Records from a dataset
* * * * *
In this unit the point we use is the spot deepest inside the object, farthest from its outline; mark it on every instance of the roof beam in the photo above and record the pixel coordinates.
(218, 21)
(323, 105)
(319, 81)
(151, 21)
* * * * *
Present the records above as a numbered list, omitting any blank lines.

1. In this unit the point we use is the spot deepest inside the object, farthest from its outline; mark it on every instance of the roof beam in the photo above and record the pixel coordinates.
2. (218, 21)
3. (323, 105)
4. (319, 81)
5. (151, 21)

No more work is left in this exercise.